• _WHAT IS REQUIRED_
What you copy should be the lines from the one with "the blue water" through the end of the entries, word for word. Omit the pictures.

• _DATA FOR THE TASK_
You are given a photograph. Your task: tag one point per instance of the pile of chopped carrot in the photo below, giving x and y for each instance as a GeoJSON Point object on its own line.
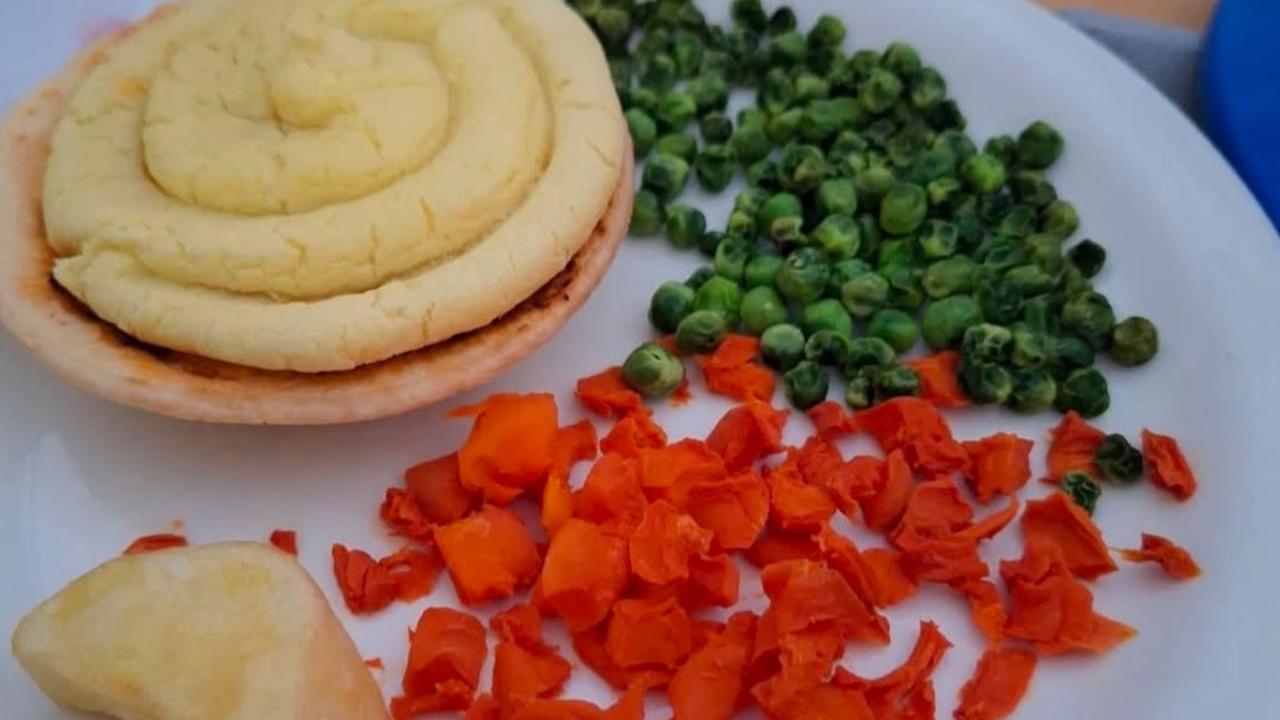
{"type": "Point", "coordinates": [647, 550]}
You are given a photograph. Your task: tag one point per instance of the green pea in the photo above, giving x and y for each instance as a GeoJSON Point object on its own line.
{"type": "Point", "coordinates": [653, 372]}
{"type": "Point", "coordinates": [1083, 490]}
{"type": "Point", "coordinates": [685, 226]}
{"type": "Point", "coordinates": [803, 277]}
{"type": "Point", "coordinates": [716, 128]}
{"type": "Point", "coordinates": [666, 176]}
{"type": "Point", "coordinates": [827, 347]}
{"type": "Point", "coordinates": [903, 209]}
{"type": "Point", "coordinates": [950, 277]}
{"type": "Point", "coordinates": [716, 167]}
{"type": "Point", "coordinates": [1089, 315]}
{"type": "Point", "coordinates": [1083, 391]}
{"type": "Point", "coordinates": [865, 294]}
{"type": "Point", "coordinates": [839, 237]}
{"type": "Point", "coordinates": [644, 131]}
{"type": "Point", "coordinates": [648, 215]}
{"type": "Point", "coordinates": [1118, 460]}
{"type": "Point", "coordinates": [1033, 390]}
{"type": "Point", "coordinates": [946, 320]}
{"type": "Point", "coordinates": [721, 295]}
{"type": "Point", "coordinates": [807, 384]}
{"type": "Point", "coordinates": [895, 327]}
{"type": "Point", "coordinates": [826, 315]}
{"type": "Point", "coordinates": [1134, 341]}
{"type": "Point", "coordinates": [1040, 146]}
{"type": "Point", "coordinates": [679, 144]}
{"type": "Point", "coordinates": [983, 173]}
{"type": "Point", "coordinates": [702, 331]}
{"type": "Point", "coordinates": [762, 309]}
{"type": "Point", "coordinates": [782, 346]}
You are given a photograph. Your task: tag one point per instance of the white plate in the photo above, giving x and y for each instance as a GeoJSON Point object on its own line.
{"type": "Point", "coordinates": [80, 478]}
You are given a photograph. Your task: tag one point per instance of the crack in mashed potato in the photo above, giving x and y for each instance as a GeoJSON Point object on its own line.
{"type": "Point", "coordinates": [316, 185]}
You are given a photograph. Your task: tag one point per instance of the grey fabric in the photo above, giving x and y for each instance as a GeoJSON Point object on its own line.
{"type": "Point", "coordinates": [1168, 57]}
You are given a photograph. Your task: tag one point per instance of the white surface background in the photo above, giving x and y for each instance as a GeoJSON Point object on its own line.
{"type": "Point", "coordinates": [80, 478]}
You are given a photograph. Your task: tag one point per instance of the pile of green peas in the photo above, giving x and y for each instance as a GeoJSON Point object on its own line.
{"type": "Point", "coordinates": [869, 219]}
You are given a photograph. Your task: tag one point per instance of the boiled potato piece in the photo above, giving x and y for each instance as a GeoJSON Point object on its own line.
{"type": "Point", "coordinates": [222, 632]}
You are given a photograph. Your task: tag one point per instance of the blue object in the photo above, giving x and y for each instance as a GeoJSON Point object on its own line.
{"type": "Point", "coordinates": [1239, 89]}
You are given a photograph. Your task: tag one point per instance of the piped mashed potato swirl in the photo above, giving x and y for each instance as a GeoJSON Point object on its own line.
{"type": "Point", "coordinates": [316, 185]}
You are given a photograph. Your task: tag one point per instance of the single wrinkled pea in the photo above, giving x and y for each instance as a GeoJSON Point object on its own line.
{"type": "Point", "coordinates": [720, 295]}
{"type": "Point", "coordinates": [1118, 460]}
{"type": "Point", "coordinates": [1134, 341]}
{"type": "Point", "coordinates": [731, 258]}
{"type": "Point", "coordinates": [895, 327]}
{"type": "Point", "coordinates": [1088, 258]}
{"type": "Point", "coordinates": [671, 304]}
{"type": "Point", "coordinates": [716, 167]}
{"type": "Point", "coordinates": [949, 277]}
{"type": "Point", "coordinates": [685, 226]}
{"type": "Point", "coordinates": [837, 236]}
{"type": "Point", "coordinates": [1089, 315]}
{"type": "Point", "coordinates": [1033, 390]}
{"type": "Point", "coordinates": [679, 144]}
{"type": "Point", "coordinates": [666, 176]}
{"type": "Point", "coordinates": [827, 347]}
{"type": "Point", "coordinates": [946, 320]}
{"type": "Point", "coordinates": [716, 127]}
{"type": "Point", "coordinates": [702, 331]}
{"type": "Point", "coordinates": [1083, 490]}
{"type": "Point", "coordinates": [983, 173]}
{"type": "Point", "coordinates": [782, 346]}
{"type": "Point", "coordinates": [880, 91]}
{"type": "Point", "coordinates": [653, 372]}
{"type": "Point", "coordinates": [648, 217]}
{"type": "Point", "coordinates": [644, 131]}
{"type": "Point", "coordinates": [865, 294]}
{"type": "Point", "coordinates": [867, 351]}
{"type": "Point", "coordinates": [903, 209]}
{"type": "Point", "coordinates": [1060, 218]}
{"type": "Point", "coordinates": [986, 383]}
{"type": "Point", "coordinates": [1040, 146]}
{"type": "Point", "coordinates": [826, 315]}
{"type": "Point", "coordinates": [807, 384]}
{"type": "Point", "coordinates": [762, 309]}
{"type": "Point", "coordinates": [837, 197]}
{"type": "Point", "coordinates": [894, 381]}
{"type": "Point", "coordinates": [803, 277]}
{"type": "Point", "coordinates": [762, 269]}
{"type": "Point", "coordinates": [1083, 391]}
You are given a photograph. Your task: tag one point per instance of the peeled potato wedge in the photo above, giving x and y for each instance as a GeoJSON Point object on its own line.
{"type": "Point", "coordinates": [222, 632]}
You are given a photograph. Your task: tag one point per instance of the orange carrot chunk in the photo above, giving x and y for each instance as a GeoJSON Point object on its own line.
{"type": "Point", "coordinates": [584, 574]}
{"type": "Point", "coordinates": [649, 632]}
{"type": "Point", "coordinates": [1174, 560]}
{"type": "Point", "coordinates": [997, 465]}
{"type": "Point", "coordinates": [1061, 522]}
{"type": "Point", "coordinates": [489, 555]}
{"type": "Point", "coordinates": [1051, 609]}
{"type": "Point", "coordinates": [1072, 446]}
{"type": "Point", "coordinates": [663, 543]}
{"type": "Point", "coordinates": [748, 433]}
{"type": "Point", "coordinates": [997, 684]}
{"type": "Point", "coordinates": [1166, 465]}
{"type": "Point", "coordinates": [437, 488]}
{"type": "Point", "coordinates": [511, 447]}
{"type": "Point", "coordinates": [286, 540]}
{"type": "Point", "coordinates": [447, 651]}
{"type": "Point", "coordinates": [940, 382]}
{"type": "Point", "coordinates": [151, 543]}
{"type": "Point", "coordinates": [607, 393]}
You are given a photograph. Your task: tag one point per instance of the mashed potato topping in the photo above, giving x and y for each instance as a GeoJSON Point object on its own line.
{"type": "Point", "coordinates": [315, 185]}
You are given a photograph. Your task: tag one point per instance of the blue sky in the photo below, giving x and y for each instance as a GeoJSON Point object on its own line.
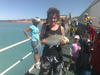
{"type": "Point", "coordinates": [26, 9]}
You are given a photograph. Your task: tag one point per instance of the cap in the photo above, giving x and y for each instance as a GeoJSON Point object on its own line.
{"type": "Point", "coordinates": [77, 37]}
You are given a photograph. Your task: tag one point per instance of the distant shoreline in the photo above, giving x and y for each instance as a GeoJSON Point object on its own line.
{"type": "Point", "coordinates": [22, 20]}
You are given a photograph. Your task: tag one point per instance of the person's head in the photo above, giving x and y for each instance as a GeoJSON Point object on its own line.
{"type": "Point", "coordinates": [89, 23]}
{"type": "Point", "coordinates": [52, 15]}
{"type": "Point", "coordinates": [36, 21]}
{"type": "Point", "coordinates": [76, 38]}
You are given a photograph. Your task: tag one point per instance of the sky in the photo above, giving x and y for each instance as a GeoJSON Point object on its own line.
{"type": "Point", "coordinates": [27, 9]}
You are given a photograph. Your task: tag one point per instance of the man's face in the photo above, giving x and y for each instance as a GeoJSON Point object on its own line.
{"type": "Point", "coordinates": [54, 18]}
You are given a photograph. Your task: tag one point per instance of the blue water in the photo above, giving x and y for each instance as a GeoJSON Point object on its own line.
{"type": "Point", "coordinates": [11, 33]}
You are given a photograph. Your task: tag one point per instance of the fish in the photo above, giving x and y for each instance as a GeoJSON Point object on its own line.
{"type": "Point", "coordinates": [54, 40]}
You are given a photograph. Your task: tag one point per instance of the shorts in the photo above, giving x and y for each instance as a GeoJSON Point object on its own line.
{"type": "Point", "coordinates": [51, 65]}
{"type": "Point", "coordinates": [36, 46]}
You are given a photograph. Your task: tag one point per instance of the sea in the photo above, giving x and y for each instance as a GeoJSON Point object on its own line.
{"type": "Point", "coordinates": [11, 33]}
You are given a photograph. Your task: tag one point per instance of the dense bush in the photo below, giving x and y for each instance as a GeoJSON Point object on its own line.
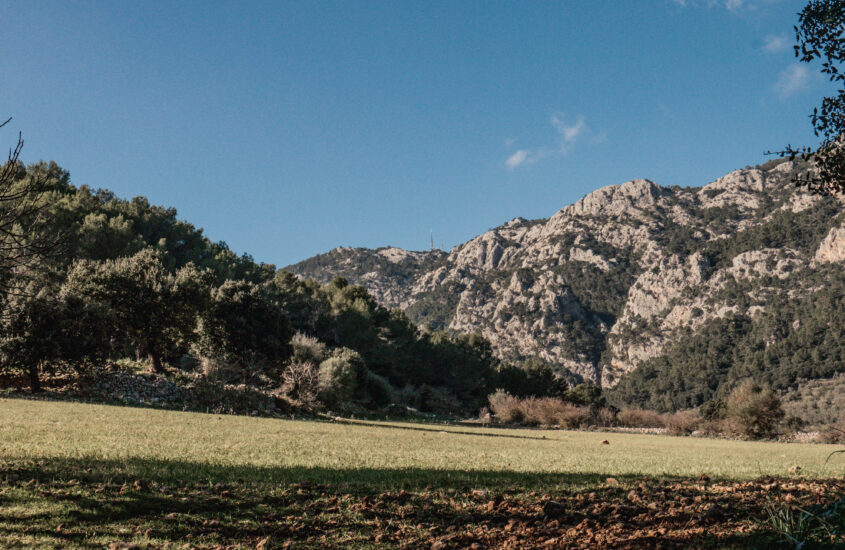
{"type": "Point", "coordinates": [338, 376]}
{"type": "Point", "coordinates": [641, 418]}
{"type": "Point", "coordinates": [753, 411]}
{"type": "Point", "coordinates": [546, 411]}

• _RESPONSE TO THE TASK_
You are given a photograph. Your task: tag one point per instance of the blue water in the photo above, giving x and y for each instance as a GeoJSON Point object on its own line.
{"type": "Point", "coordinates": [11, 33]}
You are given a photograph. Your task: tag one point per instance of the fish in the photo above, giving x and y for each instance as a GeoJSON Point object on its own line.
{"type": "Point", "coordinates": [54, 40]}
You are given a photograph. Your task: tag one point per instance of the shorts in the photo above, giving x and y for each instance as a GeoJSON Point object on its own line.
{"type": "Point", "coordinates": [51, 65]}
{"type": "Point", "coordinates": [36, 46]}
You are given a photograph. Your task: tag one point per instance of the sea in the photo above, giving x and y for each instance as a GeoJSON Point object on its own line.
{"type": "Point", "coordinates": [11, 33]}
You are given a photograph. Your task: tag one point per instance of the dense bush in the photo below, giving x and y for each instance as a GeoJSON Point object on its own line.
{"type": "Point", "coordinates": [338, 376]}
{"type": "Point", "coordinates": [641, 418]}
{"type": "Point", "coordinates": [753, 411]}
{"type": "Point", "coordinates": [546, 411]}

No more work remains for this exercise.